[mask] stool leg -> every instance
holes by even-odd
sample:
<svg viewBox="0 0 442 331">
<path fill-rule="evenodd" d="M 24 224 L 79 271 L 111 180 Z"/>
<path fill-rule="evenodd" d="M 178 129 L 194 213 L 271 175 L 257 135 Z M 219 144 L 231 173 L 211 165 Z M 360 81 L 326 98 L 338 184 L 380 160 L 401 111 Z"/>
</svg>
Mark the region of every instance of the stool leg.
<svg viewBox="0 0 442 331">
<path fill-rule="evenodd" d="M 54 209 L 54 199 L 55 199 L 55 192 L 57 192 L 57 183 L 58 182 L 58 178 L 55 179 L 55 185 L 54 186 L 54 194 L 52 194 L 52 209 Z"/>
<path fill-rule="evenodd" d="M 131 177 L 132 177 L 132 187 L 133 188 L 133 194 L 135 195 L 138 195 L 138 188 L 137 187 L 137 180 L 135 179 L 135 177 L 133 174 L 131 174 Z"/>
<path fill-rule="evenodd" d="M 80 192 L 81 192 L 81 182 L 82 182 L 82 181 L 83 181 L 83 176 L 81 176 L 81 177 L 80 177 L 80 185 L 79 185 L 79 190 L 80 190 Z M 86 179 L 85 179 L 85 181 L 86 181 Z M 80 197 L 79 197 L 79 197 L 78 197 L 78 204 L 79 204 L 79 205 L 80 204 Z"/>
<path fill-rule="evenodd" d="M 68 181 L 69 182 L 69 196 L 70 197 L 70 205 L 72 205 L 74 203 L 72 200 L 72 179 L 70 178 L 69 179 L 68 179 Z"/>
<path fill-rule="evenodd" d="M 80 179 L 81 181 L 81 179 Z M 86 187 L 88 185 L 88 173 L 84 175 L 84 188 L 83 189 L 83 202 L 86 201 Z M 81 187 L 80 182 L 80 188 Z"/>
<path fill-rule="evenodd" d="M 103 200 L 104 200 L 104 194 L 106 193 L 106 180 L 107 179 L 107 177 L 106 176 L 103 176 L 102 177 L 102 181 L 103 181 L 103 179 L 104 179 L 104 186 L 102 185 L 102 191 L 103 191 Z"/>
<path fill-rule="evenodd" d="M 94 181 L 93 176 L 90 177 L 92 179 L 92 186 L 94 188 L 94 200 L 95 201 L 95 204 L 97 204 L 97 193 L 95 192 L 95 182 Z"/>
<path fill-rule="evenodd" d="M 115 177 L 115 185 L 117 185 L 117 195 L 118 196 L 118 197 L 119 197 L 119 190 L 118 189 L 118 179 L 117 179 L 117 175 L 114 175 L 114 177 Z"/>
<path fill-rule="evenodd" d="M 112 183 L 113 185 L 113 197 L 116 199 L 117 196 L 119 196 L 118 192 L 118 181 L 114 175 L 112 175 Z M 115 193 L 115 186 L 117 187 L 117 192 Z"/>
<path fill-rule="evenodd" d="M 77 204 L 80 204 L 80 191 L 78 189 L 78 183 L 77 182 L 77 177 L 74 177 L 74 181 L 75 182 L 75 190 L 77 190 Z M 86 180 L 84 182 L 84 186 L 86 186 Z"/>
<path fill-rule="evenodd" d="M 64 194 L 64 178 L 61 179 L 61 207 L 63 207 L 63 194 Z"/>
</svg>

--

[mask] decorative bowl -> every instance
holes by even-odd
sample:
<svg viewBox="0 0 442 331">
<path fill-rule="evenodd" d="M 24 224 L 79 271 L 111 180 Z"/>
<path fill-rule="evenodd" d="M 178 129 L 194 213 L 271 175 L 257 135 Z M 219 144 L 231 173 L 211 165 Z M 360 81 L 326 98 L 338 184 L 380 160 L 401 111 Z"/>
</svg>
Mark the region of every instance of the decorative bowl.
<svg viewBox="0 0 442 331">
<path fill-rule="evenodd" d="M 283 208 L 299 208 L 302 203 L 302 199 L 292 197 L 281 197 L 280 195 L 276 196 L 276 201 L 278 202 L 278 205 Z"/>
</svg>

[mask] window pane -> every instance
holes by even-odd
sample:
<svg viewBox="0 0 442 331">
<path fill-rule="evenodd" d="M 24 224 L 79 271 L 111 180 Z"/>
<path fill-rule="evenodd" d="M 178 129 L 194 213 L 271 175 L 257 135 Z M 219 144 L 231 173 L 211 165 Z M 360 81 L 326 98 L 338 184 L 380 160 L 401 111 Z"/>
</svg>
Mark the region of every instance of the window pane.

==

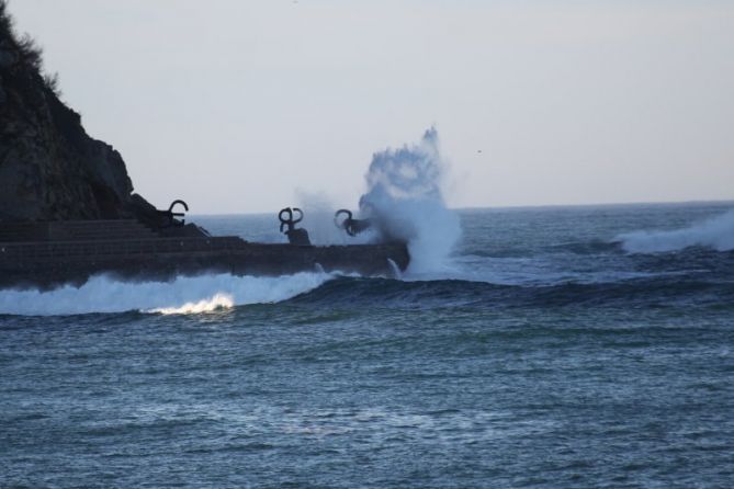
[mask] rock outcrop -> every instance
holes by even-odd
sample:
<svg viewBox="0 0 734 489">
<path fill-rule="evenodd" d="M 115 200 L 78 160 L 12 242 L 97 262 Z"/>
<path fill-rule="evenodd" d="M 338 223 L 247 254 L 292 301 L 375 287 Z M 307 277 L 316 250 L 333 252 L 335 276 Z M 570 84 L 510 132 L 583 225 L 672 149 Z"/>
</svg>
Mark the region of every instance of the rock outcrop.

__WORK TO DO__. Can you reproduce, character for character, the lines of the listing that start with the one containing "[mask] window pane -> every instance" and continue through the one containing "Mark the region of every instance of the window"?

__EXPECTED OUTPUT__.
[mask] window pane -> every instance
holes by even-odd
sample:
<svg viewBox="0 0 442 331">
<path fill-rule="evenodd" d="M 24 224 L 79 271 L 111 180 Z"/>
<path fill-rule="evenodd" d="M 178 129 L 194 213 L 271 175 L 257 135 Z M 219 144 L 231 173 L 211 165 Z M 360 81 L 326 98 L 338 184 L 380 160 L 401 111 Z"/>
</svg>
Mark the region of every instance of the window pane.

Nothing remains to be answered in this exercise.